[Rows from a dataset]
## Start

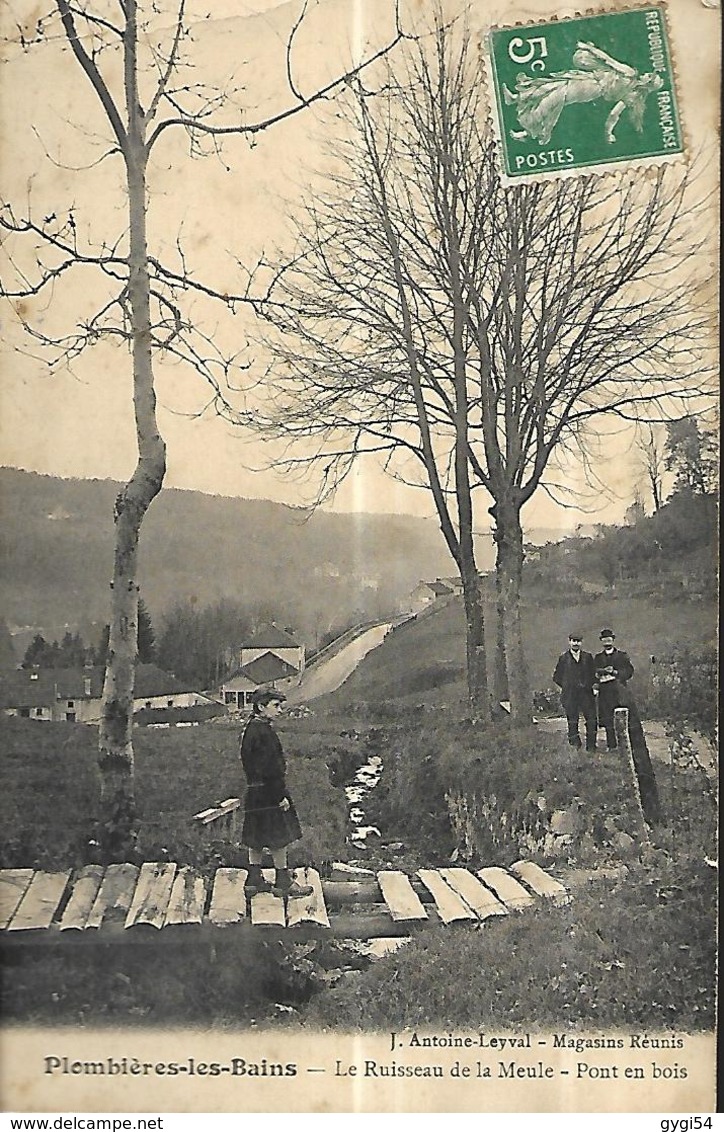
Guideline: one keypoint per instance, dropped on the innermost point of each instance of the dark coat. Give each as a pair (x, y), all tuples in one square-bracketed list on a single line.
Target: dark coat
[(575, 677), (266, 825), (617, 665)]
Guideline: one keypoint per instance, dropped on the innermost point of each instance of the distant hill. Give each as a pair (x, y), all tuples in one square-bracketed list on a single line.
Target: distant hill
[(309, 572)]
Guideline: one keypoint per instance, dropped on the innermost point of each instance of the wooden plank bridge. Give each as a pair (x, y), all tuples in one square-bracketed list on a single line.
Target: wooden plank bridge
[(165, 902)]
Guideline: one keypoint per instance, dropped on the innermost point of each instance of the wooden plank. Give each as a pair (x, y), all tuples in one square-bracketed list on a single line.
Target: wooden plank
[(368, 925), (14, 884), (506, 888), (267, 909), (450, 907), (542, 883), (229, 902), (338, 893), (153, 893), (188, 897), (114, 897), (343, 872), (475, 894), (85, 889), (40, 902), (399, 895), (308, 909)]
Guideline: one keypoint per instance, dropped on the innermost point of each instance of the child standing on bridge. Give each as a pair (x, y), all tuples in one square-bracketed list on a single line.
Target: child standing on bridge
[(270, 820)]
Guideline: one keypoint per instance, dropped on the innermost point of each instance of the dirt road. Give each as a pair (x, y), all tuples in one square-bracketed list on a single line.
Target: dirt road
[(329, 674)]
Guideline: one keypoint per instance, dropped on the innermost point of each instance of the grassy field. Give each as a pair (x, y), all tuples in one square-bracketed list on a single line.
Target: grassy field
[(51, 788), (636, 950), (424, 660)]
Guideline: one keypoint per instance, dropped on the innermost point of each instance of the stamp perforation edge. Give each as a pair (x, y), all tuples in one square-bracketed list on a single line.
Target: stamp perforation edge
[(623, 166)]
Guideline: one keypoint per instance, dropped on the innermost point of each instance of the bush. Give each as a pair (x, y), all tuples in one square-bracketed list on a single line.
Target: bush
[(496, 795), (686, 689)]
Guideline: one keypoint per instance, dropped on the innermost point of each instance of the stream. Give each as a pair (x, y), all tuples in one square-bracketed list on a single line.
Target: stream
[(365, 779)]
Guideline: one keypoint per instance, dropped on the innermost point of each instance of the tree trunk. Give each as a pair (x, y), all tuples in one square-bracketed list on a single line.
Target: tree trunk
[(509, 581), (115, 748), (501, 691), (474, 641)]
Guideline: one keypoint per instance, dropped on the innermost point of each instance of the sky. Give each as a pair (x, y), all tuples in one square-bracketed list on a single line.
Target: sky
[(79, 422)]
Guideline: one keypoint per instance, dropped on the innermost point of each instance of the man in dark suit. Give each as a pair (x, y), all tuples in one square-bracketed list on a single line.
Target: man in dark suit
[(613, 670), (575, 675)]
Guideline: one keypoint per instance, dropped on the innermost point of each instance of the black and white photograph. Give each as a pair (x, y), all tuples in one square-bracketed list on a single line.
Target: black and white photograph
[(359, 575)]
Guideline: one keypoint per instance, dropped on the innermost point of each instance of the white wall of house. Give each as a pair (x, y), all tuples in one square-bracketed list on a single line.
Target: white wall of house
[(88, 710)]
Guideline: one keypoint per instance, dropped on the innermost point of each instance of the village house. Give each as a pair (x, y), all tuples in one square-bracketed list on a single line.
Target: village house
[(424, 594), (75, 694), (267, 669), (268, 639)]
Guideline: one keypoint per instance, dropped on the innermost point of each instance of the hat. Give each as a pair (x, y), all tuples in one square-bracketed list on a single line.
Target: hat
[(264, 696)]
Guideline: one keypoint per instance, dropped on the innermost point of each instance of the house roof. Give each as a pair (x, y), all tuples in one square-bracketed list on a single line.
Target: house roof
[(32, 687), (270, 636), (267, 668), (239, 682)]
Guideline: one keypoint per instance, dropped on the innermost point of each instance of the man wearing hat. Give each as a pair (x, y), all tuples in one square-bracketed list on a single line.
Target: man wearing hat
[(613, 671), (575, 675), (270, 820)]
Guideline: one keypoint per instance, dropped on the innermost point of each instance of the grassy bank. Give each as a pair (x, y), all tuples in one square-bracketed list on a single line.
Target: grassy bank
[(635, 953), (51, 789)]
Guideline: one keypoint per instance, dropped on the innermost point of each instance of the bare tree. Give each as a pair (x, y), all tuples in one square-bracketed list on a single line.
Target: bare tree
[(437, 317), (691, 453), (146, 89), (652, 451)]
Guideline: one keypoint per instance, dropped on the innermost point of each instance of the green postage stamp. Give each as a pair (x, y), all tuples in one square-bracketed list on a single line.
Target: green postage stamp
[(584, 93)]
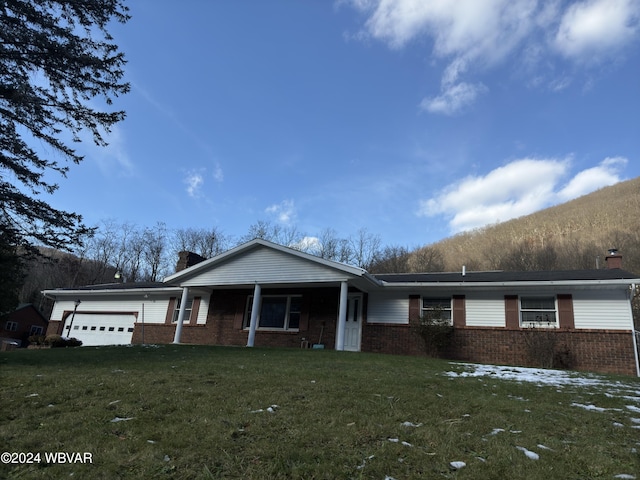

## End

» REQUIREMENT: Recast the lines above as a Markdown table with two columns, Row and Text. Give each line its own row number and skip blank lines. Leave the pictures out.

» EXERCISE RESPONSE:
| Row | Text |
|---|---|
| 1 | Guideline: one keypoint per instance, dropped on the innermost point of each instance of the dark coat. Give each as a pair (x, y), all tuples in one square-bracketed list on a single line. |
| 2 | Target: dark coat |
| 3 | [(575, 677), (266, 825), (617, 665)] |
| 4 | Guideline: one keypoint per instance, dropped on the innermost point of each instance of the distant hill. Give each as a pair (x, y), all tuples in one square-bracketed list on a single line. |
| 5 | Target: distant hill |
| 6 | [(309, 572)] |
| 7 | Guideline: one keypoint per instance, dropped on the innermost point of each instance of the wooden plank bridge. Give each as a pair (x, y), all tuples in one square-bracketed list on a single line. |
| 8 | Target: wooden plank bridge |
| 9 | [(165, 902)] |
| 10 | Guideline: one keypoint per instance, dropped on the innermost point of each instance of the wooden plank. Give each as a pair (x, y), all tuples in one square-bracketed list on a single line. |
| 11 | Target: wooden plank |
| 12 | [(368, 925), (14, 884), (506, 888), (267, 909), (450, 907), (542, 883), (229, 902), (338, 893), (153, 893), (188, 897), (114, 897), (343, 872), (475, 894), (85, 889), (40, 902), (399, 895), (308, 909)] |
| 13 | Guideline: one keypoint per instance, dropped on the innermost point of each instance of the child standing on bridge. Give each as a pair (x, y), all tuples in one square-bracketed list on a single line. |
| 14 | Target: child standing on bridge |
| 15 | [(270, 820)] |
| 16 | Guideline: one keypoint per instance, dropped on the innermost point of each instance of the dirt road. Give each as a pair (x, y), all tuples in one square-bracketed list on a single line. |
| 17 | Target: dirt road |
| 18 | [(329, 674)] |
| 19 | Guideline: one keypoint per instance, dropped on the innermost point of each instance of the grassy field. Give each as a pair (x, y), all tuples in one square-bracketed list on a single line. |
| 20 | Target: grassy field |
| 21 | [(51, 788), (636, 950), (424, 660)] |
| 22 | Guideline: one keypoint per instance, dropped on the innermost point of each instance of the stamp perforation edge. Give each as a pair (x, y), all tuples in one square-bracketed list on a single line. |
| 23 | Target: stamp perforation edge |
| 24 | [(623, 166)] |
| 25 | Guideline: one keypoint per instance, dropped on the innermost point of each instance of the bush. Give each as a pair (x, y), all tuples in one square-bracketed list on a single line. |
| 26 | Target: bush |
| 27 | [(496, 795), (686, 689)] |
| 28 | Guideline: one keypoint per instance, dropped on the innermost point of each instance of the stream. Give each as a pair (x, y), all tuples in one square-bracketed list on a single line. |
| 29 | Target: stream |
| 30 | [(365, 779)] |
| 31 | Guideline: one keypoint per instance, dropped on the innermost point of each instance of the tree trunk. Give each as a pair (x, y), all tuples in one square-bracketed list on a single line. |
| 32 | Target: tree trunk |
| 33 | [(509, 581), (115, 748), (501, 691), (474, 641)] |
| 34 | Guideline: one keypoint per instance, dropped on the innermost point of each instance of the sky. Give each as a pair (x, y), all tuples in one square-bracketed list on a single line. |
| 35 | Target: sky |
| 36 | [(79, 422)] |
| 37 | Guideline: one keypoint per instance, dropped on the innermost point of each instance of the man in dark suit. Give each as a pair (x, y), all tuples in one square-bracketed list on a single line. |
| 38 | Target: man in dark suit |
| 39 | [(613, 670), (575, 675)] |
| 40 | Guideline: one keypoint per instance, dropped on the innermost point of each instance of the black and white photograph. Give each as a pair (x, y), all tuples in one square-bracketed list on a single line. |
| 41 | Target: black and white photograph |
| 42 | [(359, 575)] |
| 43 | Guideline: one keypoint per instance, dropped on the innermost point of each instance of the white wall of house. Give each as a pair (x, y), all tuples in one square-bracketed list on a single line. |
| 44 | Target: white wall of house |
| 45 | [(88, 710)] |
| 46 | Guideline: one keypoint per instance, dropped on the innermost point of each instance of the village house. Give each as a pair (x, y), all tuples in one square-bracketed list on a single line. |
| 47 | Target: village house |
| 48 | [(424, 594), (75, 694), (267, 669), (268, 639)] |
| 49 | Guideline: one keypoint per instance, dropped on the innermost point of each instance of the hat. Give each as a pair (x, y), all tuples in one square-bracketed list on a single line. |
| 50 | Target: hat |
| 51 | [(264, 696)] |
| 52 | Guideline: one keypoint per instance, dropped on the innermost point of each instance of the house roof. Give each as a pair (x, y), all tuples in one square-bracketed list on a single line. |
| 53 | Target: house roof |
| 54 | [(32, 687), (270, 636), (267, 668), (239, 682)] |
| 55 | Guideline: one keypoint per instance, dropped on the innermost point of each instance of the man wearing hat. Give each as a pair (x, y), all tuples in one square-bracketed list on a single line. |
| 56 | Target: man wearing hat |
| 57 | [(613, 671), (575, 675), (270, 820)] |
| 58 | Guideline: one keypoint per instance, dropped on the innermost point of each instance of the grassy bank. Give each as a pair (x, y), all tuples in one square-bracketed list on a single line. |
| 59 | Target: grassy bank |
| 60 | [(635, 953), (51, 789)] |
| 61 | Guideline: one keypoint per instance, dropped on the innermost point of each instance of the bare tree. Give each as a pair (x, y), all tuples in one square-bracketed list on a single line. |
| 62 | Target: bare tree |
| 63 | [(437, 317), (691, 453), (146, 89), (652, 451)] |
| 64 | Guideline: one keypoint per instance, dropped on the innermost point of each instance of the green postage stamp. Give each as a pair (x, y), all tuples in one square-bracketed list on a single line. |
| 65 | Target: green postage stamp |
| 66 | [(584, 93)] |